Work required ->
Every line from the line containing "Please mark the car door" through the final line of the data is to be printed exactly; no other line is to appear.

Material to process ->
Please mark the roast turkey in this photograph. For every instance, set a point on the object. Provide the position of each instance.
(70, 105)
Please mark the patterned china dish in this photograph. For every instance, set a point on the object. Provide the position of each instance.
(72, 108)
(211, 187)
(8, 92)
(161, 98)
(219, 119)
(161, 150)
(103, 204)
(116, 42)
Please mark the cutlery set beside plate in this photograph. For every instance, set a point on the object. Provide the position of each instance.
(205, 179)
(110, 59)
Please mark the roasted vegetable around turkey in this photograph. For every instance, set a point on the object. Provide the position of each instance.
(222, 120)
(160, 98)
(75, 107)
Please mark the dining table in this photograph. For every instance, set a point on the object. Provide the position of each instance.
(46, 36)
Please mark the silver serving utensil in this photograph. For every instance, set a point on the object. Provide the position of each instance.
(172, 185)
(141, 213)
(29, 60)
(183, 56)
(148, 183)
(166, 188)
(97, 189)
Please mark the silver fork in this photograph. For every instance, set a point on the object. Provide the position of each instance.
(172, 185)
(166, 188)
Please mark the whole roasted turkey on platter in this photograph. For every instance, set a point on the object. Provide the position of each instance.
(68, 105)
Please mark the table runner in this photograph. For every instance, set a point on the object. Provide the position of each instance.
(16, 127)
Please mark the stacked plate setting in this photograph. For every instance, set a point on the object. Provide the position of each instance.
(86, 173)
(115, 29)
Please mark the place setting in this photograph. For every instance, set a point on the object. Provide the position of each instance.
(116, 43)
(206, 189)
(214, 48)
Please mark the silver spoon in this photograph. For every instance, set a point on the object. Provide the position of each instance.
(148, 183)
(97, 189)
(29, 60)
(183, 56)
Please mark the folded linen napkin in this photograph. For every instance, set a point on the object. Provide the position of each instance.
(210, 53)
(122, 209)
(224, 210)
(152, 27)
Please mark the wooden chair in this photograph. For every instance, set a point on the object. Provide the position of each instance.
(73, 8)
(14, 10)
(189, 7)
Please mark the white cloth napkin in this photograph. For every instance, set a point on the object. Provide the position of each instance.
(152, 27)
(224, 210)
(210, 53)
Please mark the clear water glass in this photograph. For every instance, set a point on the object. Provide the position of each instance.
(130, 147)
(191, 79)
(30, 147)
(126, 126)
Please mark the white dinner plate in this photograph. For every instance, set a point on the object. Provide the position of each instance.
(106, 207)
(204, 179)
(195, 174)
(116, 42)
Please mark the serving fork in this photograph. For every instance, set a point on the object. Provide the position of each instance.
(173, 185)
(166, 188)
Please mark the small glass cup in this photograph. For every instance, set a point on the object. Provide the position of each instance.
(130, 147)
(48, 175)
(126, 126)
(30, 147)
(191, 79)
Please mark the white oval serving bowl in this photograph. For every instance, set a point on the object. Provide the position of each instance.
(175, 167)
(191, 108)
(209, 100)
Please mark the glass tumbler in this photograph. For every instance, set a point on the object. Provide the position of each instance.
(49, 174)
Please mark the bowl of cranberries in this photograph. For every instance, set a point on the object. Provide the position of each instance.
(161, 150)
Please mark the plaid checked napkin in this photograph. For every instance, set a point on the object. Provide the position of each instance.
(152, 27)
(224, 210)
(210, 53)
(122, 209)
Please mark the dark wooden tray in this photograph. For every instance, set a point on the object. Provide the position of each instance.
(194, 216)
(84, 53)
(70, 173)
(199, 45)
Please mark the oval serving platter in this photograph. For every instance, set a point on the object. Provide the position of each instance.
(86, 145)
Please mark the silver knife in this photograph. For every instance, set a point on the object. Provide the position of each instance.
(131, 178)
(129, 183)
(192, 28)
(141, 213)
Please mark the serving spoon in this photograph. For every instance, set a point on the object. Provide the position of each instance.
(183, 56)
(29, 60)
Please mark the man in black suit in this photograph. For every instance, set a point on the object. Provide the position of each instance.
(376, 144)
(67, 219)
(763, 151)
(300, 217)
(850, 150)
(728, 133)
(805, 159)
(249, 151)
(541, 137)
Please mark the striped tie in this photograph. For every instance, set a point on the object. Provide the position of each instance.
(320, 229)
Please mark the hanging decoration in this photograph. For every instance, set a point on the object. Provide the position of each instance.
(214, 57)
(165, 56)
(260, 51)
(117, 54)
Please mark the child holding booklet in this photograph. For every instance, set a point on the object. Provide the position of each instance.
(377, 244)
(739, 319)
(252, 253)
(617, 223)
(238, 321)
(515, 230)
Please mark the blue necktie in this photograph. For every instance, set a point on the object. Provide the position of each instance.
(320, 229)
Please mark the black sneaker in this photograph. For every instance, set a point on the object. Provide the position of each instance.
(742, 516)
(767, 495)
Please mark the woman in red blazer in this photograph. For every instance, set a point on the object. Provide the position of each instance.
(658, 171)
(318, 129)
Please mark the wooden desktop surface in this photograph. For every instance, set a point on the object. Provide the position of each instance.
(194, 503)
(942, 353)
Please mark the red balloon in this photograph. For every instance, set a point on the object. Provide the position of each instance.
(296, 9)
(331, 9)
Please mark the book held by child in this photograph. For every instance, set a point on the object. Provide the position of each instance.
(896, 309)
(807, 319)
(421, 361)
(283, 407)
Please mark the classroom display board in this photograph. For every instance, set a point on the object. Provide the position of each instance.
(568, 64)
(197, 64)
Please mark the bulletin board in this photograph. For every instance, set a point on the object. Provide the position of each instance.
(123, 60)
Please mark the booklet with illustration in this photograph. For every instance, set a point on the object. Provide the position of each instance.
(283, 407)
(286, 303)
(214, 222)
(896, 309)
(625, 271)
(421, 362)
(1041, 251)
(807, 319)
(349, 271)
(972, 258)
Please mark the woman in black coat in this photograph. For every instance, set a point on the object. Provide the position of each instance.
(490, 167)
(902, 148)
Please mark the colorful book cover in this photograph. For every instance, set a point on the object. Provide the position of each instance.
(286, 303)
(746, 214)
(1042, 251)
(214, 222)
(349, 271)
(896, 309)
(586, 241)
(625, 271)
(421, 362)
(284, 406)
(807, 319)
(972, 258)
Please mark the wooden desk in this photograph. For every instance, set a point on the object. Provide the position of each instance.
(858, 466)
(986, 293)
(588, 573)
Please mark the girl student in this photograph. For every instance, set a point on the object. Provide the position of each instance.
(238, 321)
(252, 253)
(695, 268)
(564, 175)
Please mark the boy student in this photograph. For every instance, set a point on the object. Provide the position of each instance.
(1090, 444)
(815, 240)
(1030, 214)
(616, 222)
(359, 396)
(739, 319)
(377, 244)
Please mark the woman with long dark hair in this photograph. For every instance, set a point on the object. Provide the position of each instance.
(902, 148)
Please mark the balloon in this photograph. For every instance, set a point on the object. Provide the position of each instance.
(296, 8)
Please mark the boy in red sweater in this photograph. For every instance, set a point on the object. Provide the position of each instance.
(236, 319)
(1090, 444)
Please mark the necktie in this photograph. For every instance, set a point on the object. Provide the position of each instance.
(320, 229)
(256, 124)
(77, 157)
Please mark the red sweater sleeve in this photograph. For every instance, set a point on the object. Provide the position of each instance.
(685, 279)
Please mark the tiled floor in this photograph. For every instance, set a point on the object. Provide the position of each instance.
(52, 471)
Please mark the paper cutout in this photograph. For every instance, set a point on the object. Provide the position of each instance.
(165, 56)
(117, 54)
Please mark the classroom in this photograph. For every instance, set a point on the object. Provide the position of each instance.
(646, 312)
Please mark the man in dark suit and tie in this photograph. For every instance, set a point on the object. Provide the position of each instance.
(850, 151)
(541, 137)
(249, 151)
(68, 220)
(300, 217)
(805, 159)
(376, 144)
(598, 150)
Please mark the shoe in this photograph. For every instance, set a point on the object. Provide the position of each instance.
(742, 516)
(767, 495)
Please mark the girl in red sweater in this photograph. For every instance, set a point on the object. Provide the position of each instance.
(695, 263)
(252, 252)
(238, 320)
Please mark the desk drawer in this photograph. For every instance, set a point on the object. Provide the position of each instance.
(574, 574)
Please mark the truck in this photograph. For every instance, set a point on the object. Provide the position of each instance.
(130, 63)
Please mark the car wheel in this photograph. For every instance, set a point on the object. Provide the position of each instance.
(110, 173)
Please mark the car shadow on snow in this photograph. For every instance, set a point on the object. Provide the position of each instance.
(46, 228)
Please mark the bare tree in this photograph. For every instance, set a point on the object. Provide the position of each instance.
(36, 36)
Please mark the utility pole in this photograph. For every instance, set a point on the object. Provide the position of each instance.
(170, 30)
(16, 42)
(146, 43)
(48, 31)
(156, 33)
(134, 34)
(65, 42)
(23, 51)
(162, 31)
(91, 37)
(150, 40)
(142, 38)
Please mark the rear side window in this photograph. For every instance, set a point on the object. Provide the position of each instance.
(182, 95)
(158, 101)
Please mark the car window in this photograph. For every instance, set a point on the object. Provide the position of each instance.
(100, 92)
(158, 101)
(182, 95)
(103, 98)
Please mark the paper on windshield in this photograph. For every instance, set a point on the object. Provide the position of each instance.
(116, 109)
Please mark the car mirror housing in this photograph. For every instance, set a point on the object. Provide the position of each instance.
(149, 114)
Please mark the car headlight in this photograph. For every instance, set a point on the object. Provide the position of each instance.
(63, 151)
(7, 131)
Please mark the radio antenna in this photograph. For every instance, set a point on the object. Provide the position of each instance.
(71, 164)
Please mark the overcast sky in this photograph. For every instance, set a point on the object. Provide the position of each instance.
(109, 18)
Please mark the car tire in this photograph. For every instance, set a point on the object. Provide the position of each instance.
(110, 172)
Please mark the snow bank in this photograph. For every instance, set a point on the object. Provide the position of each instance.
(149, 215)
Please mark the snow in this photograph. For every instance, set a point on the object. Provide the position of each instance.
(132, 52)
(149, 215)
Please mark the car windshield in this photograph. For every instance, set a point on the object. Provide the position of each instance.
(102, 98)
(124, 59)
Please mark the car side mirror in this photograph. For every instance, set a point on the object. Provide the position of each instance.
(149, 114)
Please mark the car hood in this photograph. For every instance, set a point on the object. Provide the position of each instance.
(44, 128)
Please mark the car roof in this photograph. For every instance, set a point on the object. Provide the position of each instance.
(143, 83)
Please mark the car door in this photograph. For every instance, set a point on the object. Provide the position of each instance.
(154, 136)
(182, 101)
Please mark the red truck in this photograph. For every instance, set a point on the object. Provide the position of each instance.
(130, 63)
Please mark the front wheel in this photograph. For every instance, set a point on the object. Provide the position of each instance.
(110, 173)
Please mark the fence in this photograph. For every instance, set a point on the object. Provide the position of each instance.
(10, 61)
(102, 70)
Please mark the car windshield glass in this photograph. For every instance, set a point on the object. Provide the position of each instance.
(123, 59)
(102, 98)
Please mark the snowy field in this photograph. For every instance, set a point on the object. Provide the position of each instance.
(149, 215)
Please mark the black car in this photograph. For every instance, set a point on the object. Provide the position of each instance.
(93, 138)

Full response ->
Please mark the car door in this photograph. For every instance, set a point on the object. Provide the position of each instance.
(154, 136)
(182, 101)
Please mark the red truck in this photograph. For every instance, set a point on the object. Provide the position of each instance.
(130, 63)
Please mark the front wheel in this photograph. For every instance, set a point on the object. Provide the position of each instance.
(110, 173)
Please mark the fence in this photograph. For every instance, set a point on the object. Provide the position of each instance.
(10, 61)
(102, 70)
Please mark the car windshield glass in this photograph. For every instance, set a point on the object. Provide the position of each instance.
(123, 59)
(102, 98)
Please mark the snowy field in this photograph. For every instance, set a point on the object. Provide the position of each instance.
(149, 215)
Please mark the black car in this photograph. For every instance, set a point on the object. Provide the position of each instance.
(93, 138)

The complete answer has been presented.